Lastly, in the fourth phase, world-class firms will seek to enlarge these improvements into network-based capabilities that reach outside the limits of the transformation process in order to encompass the value chain network. In this phase, downstream customers and upstream suppliers are typically engaged in the improvement process.

The process of improvement for most is slow, but is typically contagious. It is important to manage expectations because it can be slow. It is usually better to reduce the possibility of discouragement that encourages withdrawal from improvement efforts. Eventually, it must engage everyone, both internally and externally.

Standardization of Methods for Variance Reduction

There is an important saying that is useful to keep in mind during Lean implementations, namely ‘there is more than one way to do it.’ Although this suggests that there usually exists many ways to perform a task, there should be only one standardized company way to perform it. Standardization, or one outcome regardless of who performs the task, reduces variability. Take the case where a company operates a 10-stage, sequential process. If the operator for each successive process stage performs his task in any one of three ways, then there are 59,049 possible outcomes. Furthermore, as a product moves along a process, variation tends to compound.

◆ Stored data ◆
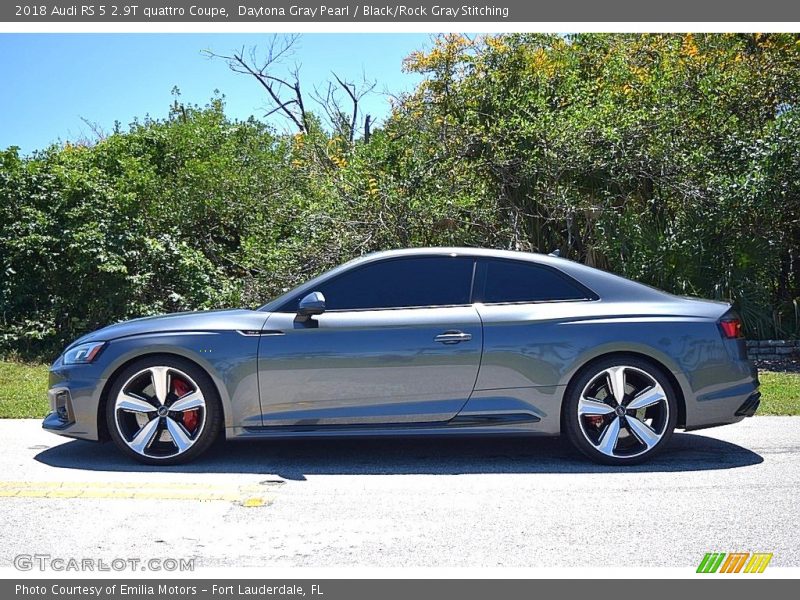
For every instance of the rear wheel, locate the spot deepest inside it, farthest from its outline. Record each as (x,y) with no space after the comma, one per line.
(620,411)
(163,410)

◆ Exercise ◆
List every hyphenated word in the text about Lean improvement and standardization. The data has no connection to the text about Lean improvement.

◆ Answer below ◆
world-class, network-based, 10-stage